### EXERCISE PROMPT
Copy every one of the records below word for word, keeping each line as it appears.

### INFORMATION PROVIDED
========================================================================

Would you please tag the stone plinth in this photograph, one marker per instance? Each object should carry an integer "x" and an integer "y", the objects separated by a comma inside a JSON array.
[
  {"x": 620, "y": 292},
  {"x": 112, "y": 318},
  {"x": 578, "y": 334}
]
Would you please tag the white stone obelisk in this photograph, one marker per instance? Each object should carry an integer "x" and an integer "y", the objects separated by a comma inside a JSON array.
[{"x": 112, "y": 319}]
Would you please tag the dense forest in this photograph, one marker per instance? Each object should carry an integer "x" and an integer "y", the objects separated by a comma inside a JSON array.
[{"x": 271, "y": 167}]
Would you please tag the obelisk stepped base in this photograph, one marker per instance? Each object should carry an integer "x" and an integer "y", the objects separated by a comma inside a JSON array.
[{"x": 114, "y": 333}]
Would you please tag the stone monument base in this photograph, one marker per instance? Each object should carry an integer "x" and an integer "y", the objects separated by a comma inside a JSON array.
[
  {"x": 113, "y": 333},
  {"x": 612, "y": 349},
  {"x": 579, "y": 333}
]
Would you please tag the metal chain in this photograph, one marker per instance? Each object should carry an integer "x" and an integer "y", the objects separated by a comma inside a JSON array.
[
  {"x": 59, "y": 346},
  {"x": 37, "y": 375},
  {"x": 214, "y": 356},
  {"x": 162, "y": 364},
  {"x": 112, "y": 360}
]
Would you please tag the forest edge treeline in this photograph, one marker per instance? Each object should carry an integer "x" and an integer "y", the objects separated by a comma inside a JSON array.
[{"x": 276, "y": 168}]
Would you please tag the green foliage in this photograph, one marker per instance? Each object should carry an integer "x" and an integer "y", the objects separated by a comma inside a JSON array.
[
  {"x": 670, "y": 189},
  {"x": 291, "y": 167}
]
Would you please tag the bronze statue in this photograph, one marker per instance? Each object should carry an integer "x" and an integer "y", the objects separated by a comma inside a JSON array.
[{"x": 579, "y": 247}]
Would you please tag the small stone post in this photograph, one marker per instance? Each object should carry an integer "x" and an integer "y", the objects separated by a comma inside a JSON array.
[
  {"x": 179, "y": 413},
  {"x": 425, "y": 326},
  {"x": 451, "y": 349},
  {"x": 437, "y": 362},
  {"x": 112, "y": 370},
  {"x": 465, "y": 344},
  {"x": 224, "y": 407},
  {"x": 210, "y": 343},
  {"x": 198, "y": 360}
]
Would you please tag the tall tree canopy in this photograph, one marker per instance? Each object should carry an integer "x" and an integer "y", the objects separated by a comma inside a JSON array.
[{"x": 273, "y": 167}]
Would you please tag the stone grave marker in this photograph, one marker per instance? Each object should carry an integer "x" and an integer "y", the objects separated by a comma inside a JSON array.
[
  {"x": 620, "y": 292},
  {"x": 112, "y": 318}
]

========================================================================

### RESULT OF THE EXERCISE
Would you please tag the stone plinth in this photograph, one marker per instance? Each object should carry an integer "x" and an integer "y", the objects separated by a comma inside a JSON array.
[
  {"x": 620, "y": 292},
  {"x": 112, "y": 318},
  {"x": 578, "y": 334}
]
Would you please tag the white stone obelisk in this photograph, one marker per instance? Each object should carry an integer "x" and an integer "y", the objects separated by a comma inside a JSON array.
[{"x": 112, "y": 319}]
Would you please tag the dense forest in this photograph, one marker per instance? Each object should carry an integer "x" and an integer "y", the objects separated by a comma inside a JSON array.
[{"x": 271, "y": 167}]
Would you please tag the obelisk stepped base in this photograph, one marker per instance? Each object should carry an integer "x" and an integer "y", the objects separated by a comma inside a JSON array.
[{"x": 114, "y": 333}]
Would you please tag the stone monument base in this photograph, one marker per instance? Each object should carry an integer "x" and an integer "y", the objects separated by a comma inside a JSON array.
[
  {"x": 113, "y": 333},
  {"x": 612, "y": 349},
  {"x": 579, "y": 333}
]
Would you please tag the metal chain in this photograph, one marker per instance? Each object should carry an integer "x" and an integer "y", the objects separated by a comma inside a JSON array.
[
  {"x": 59, "y": 346},
  {"x": 37, "y": 375},
  {"x": 214, "y": 356},
  {"x": 162, "y": 364},
  {"x": 112, "y": 360}
]
Would you please tag the forest edge treeline in this photograph, one marker per instance? Each object should carry an integer "x" and an integer "y", the objects separated by a comma inside a JSON array.
[{"x": 276, "y": 168}]
Would you please tag the green foliage in this photograph, one marker per instance? Each object should carry an integer "x" and an integer "y", the objects separated by a comma inside a JSON array.
[
  {"x": 670, "y": 189},
  {"x": 291, "y": 167}
]
Would you please tag the bronze statue in this photograph, one marker per instance? Each object should carry an integer "x" and an integer "y", the objects separated by a comma inside a JSON array.
[{"x": 579, "y": 247}]
Would you please tag the small stone post in this photograph, one marker per instance? Each object should carry an integer "x" and an integer "y", the objects separated by a comma inside a JSON array.
[
  {"x": 179, "y": 413},
  {"x": 425, "y": 326},
  {"x": 451, "y": 349},
  {"x": 437, "y": 362},
  {"x": 112, "y": 370},
  {"x": 465, "y": 344},
  {"x": 224, "y": 407},
  {"x": 210, "y": 343},
  {"x": 198, "y": 360}
]
Would you please tag the tall tree canopy in this photograph, one marker per instance? Each object should carry an integer "x" and an integer "y", the objects separated by a comma inside a JSON array.
[{"x": 273, "y": 167}]
Would you please tag the stone grave marker in this photograph, one marker per instance? Each object should carry an integer "x" and an integer "y", the objects separated by a comma inside a JSON array.
[
  {"x": 620, "y": 292},
  {"x": 112, "y": 318}
]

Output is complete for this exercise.